> Written instruction
From the listing below, keep only the lines that contain the string "mane", and treat uppercase and lowercase as different.

++++ Data section

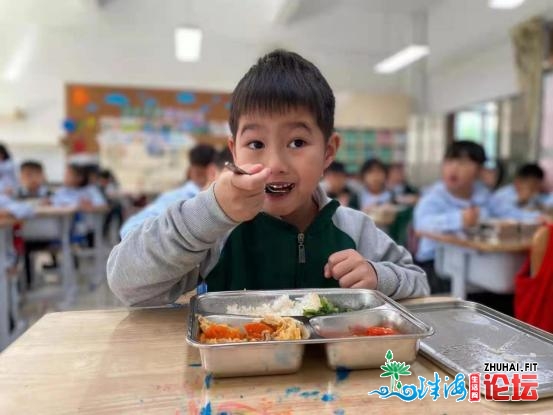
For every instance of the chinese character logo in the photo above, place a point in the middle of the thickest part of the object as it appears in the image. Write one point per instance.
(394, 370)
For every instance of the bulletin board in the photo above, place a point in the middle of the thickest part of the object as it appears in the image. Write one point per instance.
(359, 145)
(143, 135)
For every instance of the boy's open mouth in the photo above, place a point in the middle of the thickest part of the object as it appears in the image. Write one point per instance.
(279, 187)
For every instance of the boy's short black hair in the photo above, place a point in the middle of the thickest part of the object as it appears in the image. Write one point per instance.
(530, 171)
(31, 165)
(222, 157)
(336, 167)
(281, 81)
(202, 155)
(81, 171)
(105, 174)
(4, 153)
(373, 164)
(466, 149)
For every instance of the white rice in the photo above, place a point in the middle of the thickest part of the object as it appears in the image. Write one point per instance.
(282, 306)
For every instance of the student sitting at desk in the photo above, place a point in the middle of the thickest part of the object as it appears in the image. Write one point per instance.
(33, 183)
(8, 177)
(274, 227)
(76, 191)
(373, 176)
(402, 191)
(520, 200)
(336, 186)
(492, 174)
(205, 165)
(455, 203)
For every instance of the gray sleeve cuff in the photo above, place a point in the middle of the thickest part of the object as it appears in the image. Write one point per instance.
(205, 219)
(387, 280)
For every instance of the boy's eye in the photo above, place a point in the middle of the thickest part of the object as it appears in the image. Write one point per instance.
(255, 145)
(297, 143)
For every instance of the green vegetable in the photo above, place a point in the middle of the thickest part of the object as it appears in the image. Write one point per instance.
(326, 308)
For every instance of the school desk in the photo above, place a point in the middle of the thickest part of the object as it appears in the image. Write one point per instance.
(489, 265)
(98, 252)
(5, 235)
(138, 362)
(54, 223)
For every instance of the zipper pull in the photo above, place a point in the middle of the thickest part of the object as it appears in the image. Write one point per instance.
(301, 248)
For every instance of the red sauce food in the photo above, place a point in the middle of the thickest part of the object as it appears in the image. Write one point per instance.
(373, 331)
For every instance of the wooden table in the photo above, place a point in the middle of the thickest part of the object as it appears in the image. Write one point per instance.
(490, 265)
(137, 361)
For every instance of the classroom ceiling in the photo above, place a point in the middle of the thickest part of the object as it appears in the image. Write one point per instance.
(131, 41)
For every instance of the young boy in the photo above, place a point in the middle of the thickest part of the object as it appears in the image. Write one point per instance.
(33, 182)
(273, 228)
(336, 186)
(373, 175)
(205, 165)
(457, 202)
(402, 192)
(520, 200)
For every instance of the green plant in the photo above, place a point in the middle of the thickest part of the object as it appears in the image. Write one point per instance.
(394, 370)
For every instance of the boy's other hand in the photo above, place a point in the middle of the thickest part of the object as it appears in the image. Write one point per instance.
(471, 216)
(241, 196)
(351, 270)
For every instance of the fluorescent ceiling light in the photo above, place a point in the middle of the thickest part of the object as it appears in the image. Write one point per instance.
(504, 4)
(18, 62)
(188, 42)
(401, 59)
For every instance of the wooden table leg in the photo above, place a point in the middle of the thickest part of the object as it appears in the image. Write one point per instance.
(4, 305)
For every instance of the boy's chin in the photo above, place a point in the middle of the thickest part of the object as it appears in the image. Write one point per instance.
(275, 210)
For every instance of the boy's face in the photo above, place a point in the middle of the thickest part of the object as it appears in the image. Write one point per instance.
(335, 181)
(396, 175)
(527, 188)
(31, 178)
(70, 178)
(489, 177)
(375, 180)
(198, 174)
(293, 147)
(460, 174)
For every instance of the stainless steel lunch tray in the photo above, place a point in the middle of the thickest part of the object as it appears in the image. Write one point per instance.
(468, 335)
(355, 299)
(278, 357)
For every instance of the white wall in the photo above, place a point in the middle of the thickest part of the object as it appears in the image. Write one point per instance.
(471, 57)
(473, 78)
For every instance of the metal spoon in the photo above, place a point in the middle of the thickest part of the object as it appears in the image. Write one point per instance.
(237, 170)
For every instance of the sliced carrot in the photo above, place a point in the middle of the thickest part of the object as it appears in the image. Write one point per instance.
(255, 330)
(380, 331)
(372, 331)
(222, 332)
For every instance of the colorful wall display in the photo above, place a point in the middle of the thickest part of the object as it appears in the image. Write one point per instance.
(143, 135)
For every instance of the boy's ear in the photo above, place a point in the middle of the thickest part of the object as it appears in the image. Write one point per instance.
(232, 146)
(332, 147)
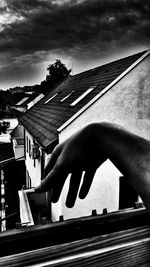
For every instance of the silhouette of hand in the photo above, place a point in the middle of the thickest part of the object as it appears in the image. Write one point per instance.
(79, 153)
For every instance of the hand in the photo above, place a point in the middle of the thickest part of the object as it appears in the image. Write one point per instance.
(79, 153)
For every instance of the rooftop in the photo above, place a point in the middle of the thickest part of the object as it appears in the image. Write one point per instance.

++++++++
++++ Data section

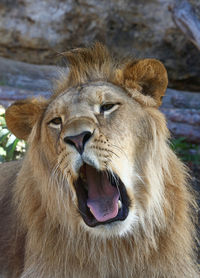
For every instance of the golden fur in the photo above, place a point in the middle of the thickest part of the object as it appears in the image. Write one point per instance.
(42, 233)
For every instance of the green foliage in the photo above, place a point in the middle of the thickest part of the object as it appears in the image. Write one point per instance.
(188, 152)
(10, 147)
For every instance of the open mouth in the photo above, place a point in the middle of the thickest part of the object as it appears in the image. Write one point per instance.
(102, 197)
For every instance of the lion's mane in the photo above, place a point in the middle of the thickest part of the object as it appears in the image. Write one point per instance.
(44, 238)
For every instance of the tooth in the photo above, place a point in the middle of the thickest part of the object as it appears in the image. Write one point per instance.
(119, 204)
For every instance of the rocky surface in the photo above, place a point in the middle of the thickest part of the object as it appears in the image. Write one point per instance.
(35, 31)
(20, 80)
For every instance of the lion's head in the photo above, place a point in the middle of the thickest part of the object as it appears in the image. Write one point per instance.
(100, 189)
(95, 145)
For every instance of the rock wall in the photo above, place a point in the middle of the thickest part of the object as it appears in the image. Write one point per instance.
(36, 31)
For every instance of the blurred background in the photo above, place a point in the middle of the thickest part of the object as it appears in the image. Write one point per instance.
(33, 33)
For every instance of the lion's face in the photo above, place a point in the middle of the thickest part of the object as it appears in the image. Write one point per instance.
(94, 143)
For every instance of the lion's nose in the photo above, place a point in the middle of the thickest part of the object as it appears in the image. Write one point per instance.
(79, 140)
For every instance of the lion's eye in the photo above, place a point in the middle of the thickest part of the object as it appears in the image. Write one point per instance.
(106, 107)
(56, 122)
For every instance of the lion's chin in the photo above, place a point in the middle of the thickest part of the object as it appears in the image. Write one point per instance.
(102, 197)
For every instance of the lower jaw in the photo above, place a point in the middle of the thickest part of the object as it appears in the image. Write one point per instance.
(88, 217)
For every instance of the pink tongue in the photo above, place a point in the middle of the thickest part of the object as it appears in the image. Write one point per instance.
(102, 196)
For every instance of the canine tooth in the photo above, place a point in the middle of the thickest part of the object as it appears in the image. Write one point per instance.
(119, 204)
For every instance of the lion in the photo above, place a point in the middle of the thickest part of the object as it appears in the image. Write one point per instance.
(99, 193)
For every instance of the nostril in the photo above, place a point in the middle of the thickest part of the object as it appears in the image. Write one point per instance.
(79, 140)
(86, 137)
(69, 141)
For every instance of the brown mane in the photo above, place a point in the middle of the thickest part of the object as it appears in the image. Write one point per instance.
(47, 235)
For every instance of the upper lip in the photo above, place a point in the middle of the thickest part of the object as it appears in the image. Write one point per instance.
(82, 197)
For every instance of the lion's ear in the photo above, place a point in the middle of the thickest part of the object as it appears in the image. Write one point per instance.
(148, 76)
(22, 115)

++++++++

> Answer
For every instance of the lion's mane in the photo above, place a point in the middle of the thickest part of the object as it appears in the image. Write one point per instance.
For every instance of the brown mane in the photo above, place a point in the middle of the thickest part of the object as it appears in the image. Write one point per instance.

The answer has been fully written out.